WHAT THIS EXERCISE ASKS —
1. From the RNA splicing post, set down everything from "This is an interesting" down to "coding sequence (exons)".
2. Resume the RNA splicing post, carrying it on from its final sentence.

SOURCE TEXT —
---

Re: Does the gene that codes for the splicing protein contain introns?

   This is an interesting question Sean, and at first blush, it seems like 
a chicken and egg problem, but upon some contemplation we can see that this 
ain't necessarily so.  First let me give a little basic background on RNA 
splicing.  Most genes, both those encoding proteins and those encoding RNA 
molecules (e.g. ribosomal RNA) contain regions of coding sequence (exons) 
separated by regions of non-coding sequence (introns).  When RNA is first 
transcribed from these genes, the RNA contains both the exons and introns 
(this RNA is called heterogeneous nuclear RNA, or hnRNA).  In order for a 
functional end product to result, the intronic sequence must be spliced out 
of the RNA.  The splicing out of introns is achieved through a series of 
steps whereby the intron is cut out of the RNA and the ends of the two 
exons are joined together.  This occurs in the nucleus of the cell and 
involves a complex of small nuclear RNAs and proteins, not just one 
protein.  The small nuclear RNAs (snRNAs) are about 100-300 bases long.  To 
my knowledge, their DNA sequences do not contain introns, however (and here 
is where it gets weird) several of theses snRNAs are encoded by intronic 
sequences from other protein-encoding genes.  The proteins associated with 
splicing belong to a class of proteins which interact with snRNAs to form 
complexes known as ribonucleoproteins (often referred to as snRNPs or 
"snurps").  There are many snRRPs in the nucleus; some function in RNA 
splicing and some function in ribosomal processing and translation.  The 
snRNPs involved in splicing, together with other protein factors, comprise 
a large structure called the spliceosome.  This structure is responsible 
for splicing out most intronic sequences (some RNA sequences can cut out 
their own introns), these introns are recognized because they have GT-AG 
dinucleotides at their 5' and 3' ends as well as a couple of other 
semi-conserved sequences.  The genes encoding the proteins found in the 
spliceosomes do indeed contain introns, which leads directly to your 
question.

---

Point localization data:
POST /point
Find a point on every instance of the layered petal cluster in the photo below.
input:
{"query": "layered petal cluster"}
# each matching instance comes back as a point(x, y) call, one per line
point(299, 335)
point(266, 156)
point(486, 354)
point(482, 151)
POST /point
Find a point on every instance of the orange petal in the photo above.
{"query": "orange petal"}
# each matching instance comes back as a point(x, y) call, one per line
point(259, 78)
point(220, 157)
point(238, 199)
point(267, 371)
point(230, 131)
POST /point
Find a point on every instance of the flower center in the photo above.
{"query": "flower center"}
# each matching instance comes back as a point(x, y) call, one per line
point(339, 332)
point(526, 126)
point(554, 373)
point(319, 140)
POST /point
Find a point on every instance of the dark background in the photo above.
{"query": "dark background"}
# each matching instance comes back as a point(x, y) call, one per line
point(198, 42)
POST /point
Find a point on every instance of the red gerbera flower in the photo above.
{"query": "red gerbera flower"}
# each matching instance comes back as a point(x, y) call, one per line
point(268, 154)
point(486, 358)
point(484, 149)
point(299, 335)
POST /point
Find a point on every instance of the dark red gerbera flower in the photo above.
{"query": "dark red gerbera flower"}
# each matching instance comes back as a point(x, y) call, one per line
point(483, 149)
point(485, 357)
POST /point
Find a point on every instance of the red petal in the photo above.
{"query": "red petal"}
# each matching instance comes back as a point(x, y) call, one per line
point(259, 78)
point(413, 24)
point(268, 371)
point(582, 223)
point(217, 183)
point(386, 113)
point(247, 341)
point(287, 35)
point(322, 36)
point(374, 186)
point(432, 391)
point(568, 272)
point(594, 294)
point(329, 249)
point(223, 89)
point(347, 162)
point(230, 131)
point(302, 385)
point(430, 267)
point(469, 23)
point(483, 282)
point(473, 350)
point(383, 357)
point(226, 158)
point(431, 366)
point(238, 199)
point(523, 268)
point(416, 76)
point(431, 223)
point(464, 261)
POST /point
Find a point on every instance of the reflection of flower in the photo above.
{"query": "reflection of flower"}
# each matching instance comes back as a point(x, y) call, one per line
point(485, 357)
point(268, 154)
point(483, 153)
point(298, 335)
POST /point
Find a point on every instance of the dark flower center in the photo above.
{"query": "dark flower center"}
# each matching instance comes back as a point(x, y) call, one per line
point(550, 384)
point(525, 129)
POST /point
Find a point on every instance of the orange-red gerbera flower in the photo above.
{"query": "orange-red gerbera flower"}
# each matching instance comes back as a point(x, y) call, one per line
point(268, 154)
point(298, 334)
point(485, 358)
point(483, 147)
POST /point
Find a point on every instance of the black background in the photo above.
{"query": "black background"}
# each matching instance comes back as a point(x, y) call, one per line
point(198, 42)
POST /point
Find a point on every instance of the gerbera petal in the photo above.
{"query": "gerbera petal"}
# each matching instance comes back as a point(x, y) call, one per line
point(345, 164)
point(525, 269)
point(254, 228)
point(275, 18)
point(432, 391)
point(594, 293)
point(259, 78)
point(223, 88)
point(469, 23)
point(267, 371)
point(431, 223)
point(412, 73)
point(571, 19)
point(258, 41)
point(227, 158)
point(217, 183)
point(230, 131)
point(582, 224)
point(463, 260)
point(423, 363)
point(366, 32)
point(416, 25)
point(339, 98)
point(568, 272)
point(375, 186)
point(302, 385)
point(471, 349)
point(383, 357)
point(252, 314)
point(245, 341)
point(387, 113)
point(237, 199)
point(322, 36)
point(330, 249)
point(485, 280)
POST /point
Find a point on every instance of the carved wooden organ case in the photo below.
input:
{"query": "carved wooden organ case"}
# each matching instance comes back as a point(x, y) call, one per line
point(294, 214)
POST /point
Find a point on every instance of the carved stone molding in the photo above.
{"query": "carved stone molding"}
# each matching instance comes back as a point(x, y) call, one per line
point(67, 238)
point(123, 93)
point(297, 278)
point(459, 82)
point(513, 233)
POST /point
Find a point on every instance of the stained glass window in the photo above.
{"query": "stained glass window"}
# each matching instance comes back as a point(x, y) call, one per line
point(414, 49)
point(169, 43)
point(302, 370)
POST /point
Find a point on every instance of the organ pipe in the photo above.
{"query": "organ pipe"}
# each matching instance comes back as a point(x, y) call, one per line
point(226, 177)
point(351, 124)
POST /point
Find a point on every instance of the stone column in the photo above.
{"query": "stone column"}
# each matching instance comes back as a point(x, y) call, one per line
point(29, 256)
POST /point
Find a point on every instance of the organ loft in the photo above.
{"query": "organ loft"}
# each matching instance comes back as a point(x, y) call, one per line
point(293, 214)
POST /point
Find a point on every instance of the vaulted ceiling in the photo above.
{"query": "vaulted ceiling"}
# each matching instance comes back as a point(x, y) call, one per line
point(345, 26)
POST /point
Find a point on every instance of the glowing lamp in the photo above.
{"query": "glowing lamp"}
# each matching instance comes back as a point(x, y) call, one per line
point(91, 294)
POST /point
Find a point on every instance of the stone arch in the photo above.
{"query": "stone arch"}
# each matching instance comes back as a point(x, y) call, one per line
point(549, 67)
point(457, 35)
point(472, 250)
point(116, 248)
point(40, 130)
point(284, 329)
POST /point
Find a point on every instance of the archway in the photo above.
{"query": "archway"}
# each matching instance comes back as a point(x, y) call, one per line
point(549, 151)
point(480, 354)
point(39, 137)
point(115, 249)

---

WRITTEN RESPONSES —
1.
This is an interesting question Sean, and at first blush, it seems like 
a chicken and egg problem, but upon some contemplation we can see that this 
ain't necessarily so.  First let me give a little basic background on RNA 
splicing.  Most genes, both those encoding proteins and those encoding RNA 
molecules (e.g. ribosomal RNA) contain regions of coding sequence (exons)

2.
   If these proteins involved in RNA splicing are derived from genes which 
need to be spliced, how can this be?  The answer is that the spliceosome 
complex already exists in the nucleus of the cell.  When I say cell, think 
egg.  The egg, or ovum, contains a nucleus, proteins, ribosomes, 
mitochondria, endoplasmic reticulum, i.e., all the structures and building 
materials needed to begin transcription, translation, and cellular division 
once it is fertilized.  The nucleus of the ovum also contains splicesomes 
as well as the individual snRNAs and proteins needed to form additional 
splicesome complexes.  And, when a cell divides it basically splits up its 
furnishings as it were, so that each new daughter cell gets an equal share 
of everything, including the splicesomes.